• **YOUR INSTRUCTIONS**
Arrange all of the data below as a numbered list, one line per item, omitting any blank lines.

• **RECORDS SHOWN**
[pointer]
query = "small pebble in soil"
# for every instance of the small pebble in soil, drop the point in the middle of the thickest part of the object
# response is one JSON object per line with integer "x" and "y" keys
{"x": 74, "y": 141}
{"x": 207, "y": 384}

• **WRITTEN RESPONSE**
1. [pointer]
2. query = "small pebble in soil"
3. # for every instance of the small pebble in soil, drop the point in the middle of the thickest part of the object
4. # response is one JSON object per line with integer "x" and "y" keys
5. {"x": 74, "y": 141}
6. {"x": 207, "y": 384}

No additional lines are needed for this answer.